Segment Start: Information given
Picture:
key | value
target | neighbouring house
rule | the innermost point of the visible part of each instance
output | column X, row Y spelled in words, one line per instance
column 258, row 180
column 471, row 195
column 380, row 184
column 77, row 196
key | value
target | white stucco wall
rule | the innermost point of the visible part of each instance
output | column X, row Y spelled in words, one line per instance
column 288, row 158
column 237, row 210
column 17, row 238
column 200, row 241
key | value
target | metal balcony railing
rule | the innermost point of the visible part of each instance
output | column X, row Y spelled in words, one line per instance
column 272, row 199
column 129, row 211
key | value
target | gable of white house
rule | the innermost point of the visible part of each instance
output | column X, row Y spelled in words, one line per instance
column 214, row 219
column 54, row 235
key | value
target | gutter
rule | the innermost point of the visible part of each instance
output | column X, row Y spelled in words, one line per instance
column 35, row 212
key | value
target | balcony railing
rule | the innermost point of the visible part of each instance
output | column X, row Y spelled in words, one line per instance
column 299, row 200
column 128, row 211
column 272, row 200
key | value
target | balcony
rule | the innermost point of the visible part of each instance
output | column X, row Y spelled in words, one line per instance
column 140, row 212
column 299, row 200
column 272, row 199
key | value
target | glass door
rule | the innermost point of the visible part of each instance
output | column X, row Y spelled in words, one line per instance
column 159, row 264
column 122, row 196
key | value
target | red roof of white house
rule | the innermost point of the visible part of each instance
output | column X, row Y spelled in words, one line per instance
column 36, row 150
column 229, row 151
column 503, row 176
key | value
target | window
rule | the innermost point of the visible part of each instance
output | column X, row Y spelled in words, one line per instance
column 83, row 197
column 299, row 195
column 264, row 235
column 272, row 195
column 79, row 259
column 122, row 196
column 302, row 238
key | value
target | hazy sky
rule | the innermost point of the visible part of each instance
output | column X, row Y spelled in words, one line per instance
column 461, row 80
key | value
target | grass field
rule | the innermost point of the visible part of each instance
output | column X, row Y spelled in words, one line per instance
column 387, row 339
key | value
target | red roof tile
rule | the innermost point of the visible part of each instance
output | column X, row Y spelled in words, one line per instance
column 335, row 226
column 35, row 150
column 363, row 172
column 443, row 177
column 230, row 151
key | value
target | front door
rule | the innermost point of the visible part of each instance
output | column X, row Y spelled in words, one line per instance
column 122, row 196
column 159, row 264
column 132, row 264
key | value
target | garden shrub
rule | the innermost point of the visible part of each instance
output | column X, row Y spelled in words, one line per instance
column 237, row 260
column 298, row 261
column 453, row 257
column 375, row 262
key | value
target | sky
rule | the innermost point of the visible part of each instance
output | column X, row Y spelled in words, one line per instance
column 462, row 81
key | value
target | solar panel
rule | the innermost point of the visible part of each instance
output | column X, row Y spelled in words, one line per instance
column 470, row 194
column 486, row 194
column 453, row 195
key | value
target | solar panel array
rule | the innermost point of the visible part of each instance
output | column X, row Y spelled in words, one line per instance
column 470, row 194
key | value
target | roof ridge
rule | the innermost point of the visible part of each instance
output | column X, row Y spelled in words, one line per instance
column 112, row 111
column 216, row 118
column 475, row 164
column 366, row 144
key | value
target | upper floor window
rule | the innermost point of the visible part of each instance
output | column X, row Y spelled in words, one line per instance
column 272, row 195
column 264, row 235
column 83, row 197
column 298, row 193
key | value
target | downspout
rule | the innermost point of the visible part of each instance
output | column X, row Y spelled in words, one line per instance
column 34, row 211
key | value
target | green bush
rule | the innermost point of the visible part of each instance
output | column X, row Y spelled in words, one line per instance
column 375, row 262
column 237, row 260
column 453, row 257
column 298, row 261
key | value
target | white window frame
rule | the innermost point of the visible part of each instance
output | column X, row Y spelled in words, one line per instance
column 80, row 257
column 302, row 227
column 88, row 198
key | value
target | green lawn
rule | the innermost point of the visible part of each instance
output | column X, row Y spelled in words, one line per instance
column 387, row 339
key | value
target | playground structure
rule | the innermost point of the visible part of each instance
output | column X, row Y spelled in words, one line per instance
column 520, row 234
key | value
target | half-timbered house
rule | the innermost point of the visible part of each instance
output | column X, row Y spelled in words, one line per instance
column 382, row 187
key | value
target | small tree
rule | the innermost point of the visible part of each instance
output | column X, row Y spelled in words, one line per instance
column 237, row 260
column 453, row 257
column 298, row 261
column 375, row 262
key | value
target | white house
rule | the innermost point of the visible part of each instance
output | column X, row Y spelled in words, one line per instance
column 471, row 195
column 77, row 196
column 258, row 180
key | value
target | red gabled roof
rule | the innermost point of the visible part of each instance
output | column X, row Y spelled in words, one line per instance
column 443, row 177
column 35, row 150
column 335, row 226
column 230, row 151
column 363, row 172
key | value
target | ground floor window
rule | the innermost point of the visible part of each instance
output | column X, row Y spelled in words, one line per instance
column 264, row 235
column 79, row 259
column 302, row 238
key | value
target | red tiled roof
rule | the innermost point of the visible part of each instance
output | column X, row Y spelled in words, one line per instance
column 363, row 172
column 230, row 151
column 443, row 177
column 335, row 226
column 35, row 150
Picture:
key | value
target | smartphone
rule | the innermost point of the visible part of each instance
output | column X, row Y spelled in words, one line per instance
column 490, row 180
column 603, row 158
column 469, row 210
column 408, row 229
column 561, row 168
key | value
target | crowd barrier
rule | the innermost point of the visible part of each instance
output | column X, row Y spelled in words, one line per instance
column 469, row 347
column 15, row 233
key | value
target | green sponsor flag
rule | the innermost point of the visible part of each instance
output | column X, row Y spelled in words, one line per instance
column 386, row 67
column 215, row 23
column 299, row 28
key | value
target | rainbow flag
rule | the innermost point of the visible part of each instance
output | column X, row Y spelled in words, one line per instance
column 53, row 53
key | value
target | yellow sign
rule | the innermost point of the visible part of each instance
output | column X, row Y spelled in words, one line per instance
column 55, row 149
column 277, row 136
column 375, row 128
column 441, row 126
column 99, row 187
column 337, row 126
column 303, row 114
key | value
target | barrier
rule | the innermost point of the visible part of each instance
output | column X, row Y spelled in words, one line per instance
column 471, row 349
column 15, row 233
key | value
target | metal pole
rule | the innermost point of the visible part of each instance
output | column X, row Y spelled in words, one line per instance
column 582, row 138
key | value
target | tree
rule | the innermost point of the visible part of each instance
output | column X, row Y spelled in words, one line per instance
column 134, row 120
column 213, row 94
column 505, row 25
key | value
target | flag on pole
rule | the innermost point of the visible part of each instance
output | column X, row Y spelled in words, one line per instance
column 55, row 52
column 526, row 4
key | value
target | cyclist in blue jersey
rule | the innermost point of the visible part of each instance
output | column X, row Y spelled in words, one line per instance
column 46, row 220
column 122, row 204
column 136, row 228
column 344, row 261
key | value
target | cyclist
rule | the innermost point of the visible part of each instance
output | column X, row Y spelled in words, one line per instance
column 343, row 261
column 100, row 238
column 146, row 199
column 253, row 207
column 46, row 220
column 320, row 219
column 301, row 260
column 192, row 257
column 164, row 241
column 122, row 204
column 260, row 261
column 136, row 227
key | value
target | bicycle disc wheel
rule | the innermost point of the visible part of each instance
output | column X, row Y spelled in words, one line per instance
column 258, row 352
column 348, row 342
Segment End: Information given
= Exercise instructions =
What is needed here is every record above, repeated exactly.

= Exercise result =
Picture:
key | value
target | neighbouring house
rule | the innermost point of the visible part of each instance
output | column X, row Y spelled in words, one line per instance
column 258, row 180
column 471, row 195
column 380, row 184
column 77, row 196
key | value
target | white stucco wall
rule | the innermost point of the visible part of each instance
output | column X, row Y spelled in words, one line per instance
column 288, row 158
column 237, row 210
column 17, row 238
column 200, row 241
key | value
target | metal balcony railing
rule | the innermost point of the visible part of each instance
output | column X, row Y spelled in words, one line per instance
column 272, row 199
column 129, row 211
key | value
target | gable of white house
rule | the innermost point of the visible part of each instance
output | column X, row Y spelled in words, one line per instance
column 214, row 219
column 54, row 235
key | value
target | gutter
rule | the innermost point of the visible part of each instance
output | column X, row Y spelled in words, one line per instance
column 35, row 212
key | value
target | balcony railing
rule | the innermost point of the visible part of each instance
output | column X, row Y spelled in words, one line per instance
column 299, row 200
column 128, row 211
column 272, row 200
key | value
target | balcony
rule | the innermost point of the visible part of each instance
output | column X, row Y spelled in words, one line per instance
column 140, row 212
column 299, row 200
column 272, row 199
key | value
target | glass door
rule | the innermost point of the visible part of each instance
output | column X, row Y spelled in words, one line per instance
column 159, row 264
column 122, row 196
key | value
target | red roof of white house
rule | the innermost point of the visible part of each instance
output | column X, row Y spelled in words, one line per instance
column 36, row 150
column 229, row 151
column 503, row 176
key | value
target | window
rule | the innermost point of the visible part of each instance
output | column X, row Y spelled in words, one line per instance
column 83, row 197
column 299, row 195
column 264, row 235
column 272, row 195
column 79, row 259
column 122, row 196
column 302, row 238
key | value
target | hazy sky
rule | the innermost point of the visible part of each instance
output | column X, row Y spelled in words, one line per instance
column 461, row 80
key | value
target | grass field
rule | the innermost point of the visible part of each instance
output | column X, row Y spelled in words, one line per instance
column 387, row 339
key | value
target | red roof tile
rule | the innermost point of the visible part of each instance
output | column X, row Y spelled in words, one line per instance
column 335, row 226
column 35, row 150
column 363, row 172
column 443, row 177
column 230, row 151
key | value
target | front door
rule | the innermost point of the visible part of each instance
output | column X, row Y spelled in words, one line per instance
column 122, row 196
column 159, row 264
column 132, row 264
key | value
target | garden shrub
rule | the innermost point of the visible part of each instance
output | column X, row Y spelled in words, one line per instance
column 237, row 260
column 298, row 261
column 453, row 257
column 375, row 262
key | value
target | sky
rule | the innermost point of the visible part of each instance
output | column X, row Y spelled in words, one line per instance
column 462, row 81
key | value
target | solar panel
rule | the innermost point of the visible part of each instance
output | column X, row Y spelled in words, one line per instance
column 470, row 194
column 486, row 194
column 453, row 195
key | value
target | solar panel array
rule | the innermost point of the visible part of each instance
output | column X, row Y spelled in words, one line per instance
column 470, row 194
key | value
target | roof ridge
rule | the innermost point of the visible part of each instance
output | column X, row Y spelled in words, one line per instance
column 112, row 111
column 216, row 118
column 475, row 164
column 366, row 144
key | value
target | upper floor window
rule | the innermost point of the visible part of each instance
output | column X, row Y spelled in words, one line per instance
column 272, row 195
column 264, row 235
column 83, row 197
column 298, row 193
key | value
target | downspout
rule | the innermost point of the visible part of each instance
output | column X, row Y spelled in words, one line per instance
column 34, row 211
key | value
target | green bush
rule | the innermost point of the visible part of each instance
output | column X, row Y spelled in words, one line per instance
column 375, row 262
column 237, row 260
column 453, row 257
column 298, row 261
key | value
target | white window frame
rule | the innermost point of the visible part of each instance
output | column X, row Y spelled in words, one line per instance
column 80, row 257
column 302, row 227
column 88, row 198
key | value
target | green lawn
rule | the innermost point of the visible part of each instance
output | column X, row Y spelled in words, one line per instance
column 387, row 339
key | value
target | playground structure
rule | the innermost point of the visible part of each instance
output | column X, row Y spelled in words, one line per instance
column 520, row 234
key | value
target | half-timbered house
rule | the innermost point of the visible part of each instance
output | column X, row Y spelled in words, one line per instance
column 382, row 187
key | value
target | small tree
rule | the innermost point of the visible part of each instance
output | column X, row Y spelled in words, one line per instance
column 237, row 260
column 453, row 257
column 298, row 261
column 375, row 262
key | value
target | white house
rule | the innermost point of the visible part of each instance
output | column X, row Y spelled in words, one line per instance
column 471, row 195
column 77, row 196
column 258, row 180
key | value
target | red gabled roof
rule | the innermost point of the visible part of each instance
output | column X, row Y spelled in words, one line per instance
column 443, row 177
column 35, row 150
column 335, row 226
column 230, row 151
column 363, row 172
key | value
target | ground floor window
rule | the innermost point of the visible part of each instance
output | column X, row Y spelled in words, one line per instance
column 264, row 235
column 79, row 259
column 302, row 238
key | value
target | red tiled roof
rule | the innermost point of the visible part of each instance
output | column X, row Y spelled in words, one line per instance
column 363, row 172
column 230, row 151
column 443, row 177
column 335, row 226
column 35, row 150
Picture:
key | value
target | smartphone
rule | the innermost point of the visible part of each instance
output | column X, row Y spelled in words, one line per instance
column 490, row 180
column 603, row 158
column 469, row 210
column 408, row 229
column 561, row 168
key | value
target | crowd barrier
rule | the innermost point of the visible part of each instance
output | column X, row Y spelled in words, one line per instance
column 469, row 347
column 15, row 233
key | value
target | green sponsor flag
rule | the innermost point of the visible part of each instance
output | column X, row Y spelled in words, one line per instance
column 386, row 67
column 215, row 23
column 299, row 28
key | value
target | rainbow flag
rule | the innermost point of the visible part of each instance
output | column X, row Y spelled in words, one line per instance
column 53, row 53
key | value
target | yellow sign
rule | the innermost point of the visible part of each instance
output | column X, row Y spelled in words, one line per instance
column 55, row 149
column 277, row 136
column 375, row 128
column 441, row 126
column 99, row 187
column 337, row 126
column 303, row 114
key | value
target | barrier
rule | the innermost point of the visible part of each instance
output | column X, row Y spelled in words, one line per instance
column 471, row 349
column 15, row 233
key | value
target | metal pole
rule | the innermost point of the visible part of each instance
output | column X, row Y spelled in words, one line per instance
column 582, row 138
key | value
target | tree
rule | the innermost point of the visible part of each instance
output | column X, row Y spelled in words, one line per instance
column 134, row 120
column 213, row 94
column 505, row 25
key | value
target | flag on pole
rule | the innermost point of the visible part of each instance
output | column X, row Y spelled in words, one line per instance
column 55, row 52
column 526, row 4
key | value
target | cyclist in blue jersey
rule | the innermost point of the visible part of each instance
output | column X, row Y spelled in words, one line per instance
column 46, row 220
column 122, row 204
column 136, row 228
column 344, row 261
key | value
target | cyclist
rule | the innermost point of the visible part of each instance
output | column X, row Y spelled in words, one line per instance
column 343, row 261
column 100, row 238
column 146, row 199
column 253, row 207
column 46, row 220
column 320, row 219
column 301, row 260
column 192, row 257
column 164, row 241
column 122, row 204
column 260, row 261
column 136, row 227
key | value
target | bicycle disc wheel
rule | the innermost point of the visible part of each instance
output | column X, row Y spelled in words, one line per instance
column 258, row 352
column 348, row 342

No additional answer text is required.